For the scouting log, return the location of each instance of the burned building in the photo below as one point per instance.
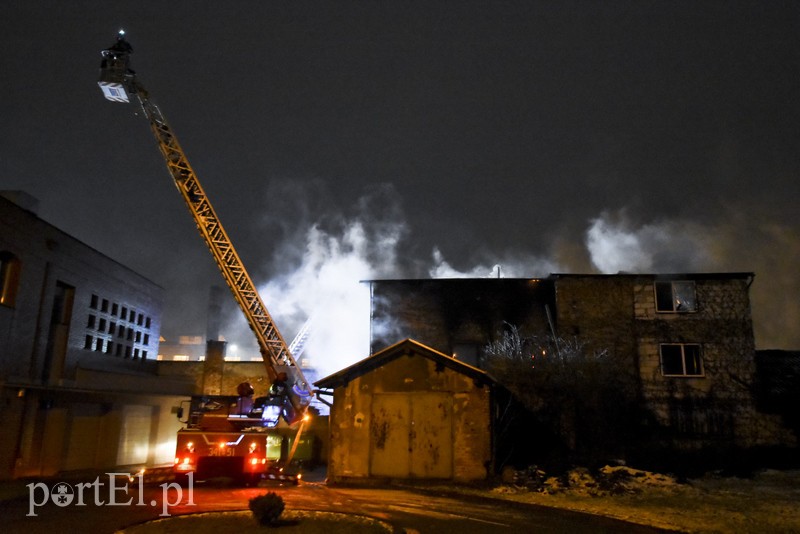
(686, 338)
(79, 335)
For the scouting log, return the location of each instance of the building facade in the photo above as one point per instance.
(79, 335)
(687, 338)
(409, 412)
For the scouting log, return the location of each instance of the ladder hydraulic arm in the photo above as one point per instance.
(119, 84)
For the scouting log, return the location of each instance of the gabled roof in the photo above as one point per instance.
(406, 347)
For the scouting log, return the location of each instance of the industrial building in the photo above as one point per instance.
(686, 339)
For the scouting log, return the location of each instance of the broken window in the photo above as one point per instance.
(676, 296)
(681, 359)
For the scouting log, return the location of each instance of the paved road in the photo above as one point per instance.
(93, 509)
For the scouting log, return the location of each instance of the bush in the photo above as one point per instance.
(267, 508)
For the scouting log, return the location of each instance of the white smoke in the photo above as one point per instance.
(615, 244)
(507, 267)
(744, 241)
(327, 287)
(325, 283)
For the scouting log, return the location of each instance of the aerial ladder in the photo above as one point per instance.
(120, 84)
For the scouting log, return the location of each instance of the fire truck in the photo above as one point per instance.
(238, 436)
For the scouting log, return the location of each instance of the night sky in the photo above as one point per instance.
(416, 139)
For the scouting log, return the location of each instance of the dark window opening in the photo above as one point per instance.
(676, 297)
(9, 278)
(681, 359)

Work instructions:
Beginning with the line that holds "of the white", please give again each line exactly until the records end, and include that final line.

Your response:
For the scouting log, return the location of each instance of the white smoke in the photo above as one point per instance.
(615, 244)
(507, 267)
(744, 241)
(327, 287)
(325, 283)
For the scouting log, return the location of each instance of the aerial ladder in the photo above as one point per instance.
(120, 84)
For the scouting log, return the location of each instance of the fire truck in the photo above as one point per instance.
(238, 436)
For the scouting log, return the location of each instance of the night sky in the photo above as one point per instance.
(416, 139)
For the scouting log, return the location of each instance of the dark window opening in the photo above as one point per instance.
(676, 297)
(9, 278)
(681, 359)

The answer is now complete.